> Passage:
#####

Essays, short stories, poems, art: Founded in 1989, Image journal seeks “to demonstrate the continued vitality and diversity of contemporary art and literature that engage with the religious traditions of Western culture.” This Lent they’ve curated a selection of literary essays, short stories, poems, and art images from their back issues and their blog, Good Letters, that relate to the season, as well as to Easter. I especially enjoyed “Jeffrey Mongrain: An Iconography of Eloquence.” A few selections might be accessible only to subscribers (you can subscribe here; you won’t be disappointed!). Also available: the book God For Us: Rediscovering the Meaning of Lent and Easter, a full-color devotional with contributions by some of Image’s favorites. Lent is not about becoming lost in our brokenness, the description says, but about cleansing the palate so that we can taste life more fully.
Jeffrey Mongrain (American, 1956–), Blood Pool, 2006. Plexiglas, 47 × 88 in. Saint Peter’s Catholic Church, Columbia, South Carolina.
“Lent Is Here to Throw Us Off Again: Finding healing in repetition, community, and art” by W. David O. Taylor: An excellent introduction to Lent, addressing unselfing, dying a good death, opening up vacant space, and praying with the eyes. This Christianity Today article is adapted from the foreword Taylor wrote for artist James B. Janknegt’s new book, Lenten Meditations, which features forty of Janknegt’s paintings on the parables of Jesus, along with written reflections. Artists like Janknegt, Taylor writes, “fix before us an image of a world broken by our own doing, but not abandoned by God. They question our habits of sight. They arrest our attention. See this image. See it for the first time, again. See what has become hidden and distorted. See the neglected things. See the small but good things. It is in this way that artists can rescue us from what the poet Samuel Taylor Coleridge calls the ‘film of familiarity’ and the ‘lethargy of custom.’”

#####

> What this exercise asks:
- A) Name the topics that, according to the passage, the Christianity Today introduction to Lent addresses.
- B) Reproduce the passage between "Essays, short stories, poems, art: Founded" and "life more fully.", inclusive.

> Supplied entries:
#####

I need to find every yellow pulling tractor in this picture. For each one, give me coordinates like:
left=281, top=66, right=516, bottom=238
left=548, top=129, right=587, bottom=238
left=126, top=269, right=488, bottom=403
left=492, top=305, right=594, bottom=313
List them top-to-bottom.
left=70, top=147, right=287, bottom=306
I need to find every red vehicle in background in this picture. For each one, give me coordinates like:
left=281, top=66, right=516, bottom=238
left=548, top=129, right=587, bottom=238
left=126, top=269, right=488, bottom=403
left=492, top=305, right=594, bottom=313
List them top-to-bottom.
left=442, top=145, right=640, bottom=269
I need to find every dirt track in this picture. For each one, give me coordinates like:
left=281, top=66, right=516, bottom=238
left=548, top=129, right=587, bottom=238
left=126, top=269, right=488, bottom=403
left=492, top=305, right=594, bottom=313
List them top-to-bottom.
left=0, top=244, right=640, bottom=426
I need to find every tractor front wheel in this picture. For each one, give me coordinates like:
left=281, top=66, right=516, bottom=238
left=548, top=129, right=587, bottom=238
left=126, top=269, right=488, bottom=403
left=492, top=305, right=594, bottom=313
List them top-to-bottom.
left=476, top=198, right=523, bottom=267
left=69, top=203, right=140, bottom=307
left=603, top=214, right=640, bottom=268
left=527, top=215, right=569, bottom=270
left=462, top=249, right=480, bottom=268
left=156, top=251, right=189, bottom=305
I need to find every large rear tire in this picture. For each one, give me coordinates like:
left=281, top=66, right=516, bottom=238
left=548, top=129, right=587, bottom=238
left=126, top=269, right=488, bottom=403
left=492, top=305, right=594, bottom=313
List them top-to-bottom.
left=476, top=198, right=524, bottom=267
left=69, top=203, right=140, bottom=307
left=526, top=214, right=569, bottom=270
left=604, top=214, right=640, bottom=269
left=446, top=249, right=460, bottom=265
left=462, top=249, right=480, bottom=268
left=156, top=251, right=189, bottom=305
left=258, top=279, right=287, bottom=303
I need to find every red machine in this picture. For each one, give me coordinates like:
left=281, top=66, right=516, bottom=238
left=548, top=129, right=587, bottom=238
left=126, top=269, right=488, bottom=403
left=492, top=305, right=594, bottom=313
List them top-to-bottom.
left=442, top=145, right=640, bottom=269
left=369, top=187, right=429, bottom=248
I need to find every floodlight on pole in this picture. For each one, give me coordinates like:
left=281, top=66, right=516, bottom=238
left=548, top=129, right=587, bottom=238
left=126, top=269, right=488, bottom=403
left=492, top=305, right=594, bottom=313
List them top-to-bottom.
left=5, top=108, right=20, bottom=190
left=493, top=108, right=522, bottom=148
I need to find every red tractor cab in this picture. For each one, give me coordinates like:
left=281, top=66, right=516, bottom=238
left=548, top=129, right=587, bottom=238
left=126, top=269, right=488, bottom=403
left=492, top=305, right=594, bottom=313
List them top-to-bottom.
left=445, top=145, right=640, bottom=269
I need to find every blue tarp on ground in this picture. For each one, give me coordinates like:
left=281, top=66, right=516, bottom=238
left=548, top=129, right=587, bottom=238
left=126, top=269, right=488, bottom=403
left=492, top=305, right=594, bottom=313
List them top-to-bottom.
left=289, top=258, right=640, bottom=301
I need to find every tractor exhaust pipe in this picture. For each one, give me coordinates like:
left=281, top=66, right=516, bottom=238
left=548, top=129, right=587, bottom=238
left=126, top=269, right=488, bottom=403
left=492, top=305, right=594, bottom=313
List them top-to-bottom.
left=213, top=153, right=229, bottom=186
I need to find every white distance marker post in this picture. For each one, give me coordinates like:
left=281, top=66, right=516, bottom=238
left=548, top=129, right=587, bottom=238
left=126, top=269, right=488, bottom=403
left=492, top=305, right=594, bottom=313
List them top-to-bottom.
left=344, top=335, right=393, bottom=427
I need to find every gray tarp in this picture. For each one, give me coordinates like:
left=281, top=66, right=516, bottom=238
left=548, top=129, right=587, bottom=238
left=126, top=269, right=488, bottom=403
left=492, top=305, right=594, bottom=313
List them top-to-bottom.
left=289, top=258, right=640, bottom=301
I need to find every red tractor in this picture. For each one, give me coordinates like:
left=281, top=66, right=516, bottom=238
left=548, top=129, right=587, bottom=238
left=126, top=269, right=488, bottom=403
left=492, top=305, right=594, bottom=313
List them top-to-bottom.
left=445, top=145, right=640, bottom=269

#####

> Answers to the problems:
- A) unselfing, dying a good death, opening up vacant space, praying with the eyes

- B)
Essays, short stories, poems, art: Founded in 1989, Image journal seeks “to demonstrate the continued vitality and diversity of contemporary art and literature that engage with the religious traditions of Western culture.” This Lent they’ve curated a selection of literary essays, short stories, poems, and art images from their back issues and their blog, Good Letters, that relate to the season, as well as to Easter. I especially enjoyed “Jeffrey Mongrain: An Iconography of Eloquence.” A few selections might be accessible only to subscribers (you can subscribe here; you won’t be disappointed!). Also available: the book God For Us: Rediscovering the Meaning of Lent and Easter, a full-color devotional with contributions by some of Image’s favorites. Lent is not about becoming lost in our brokenness, the description says, but about cleansing the palate so that we can taste life more fully.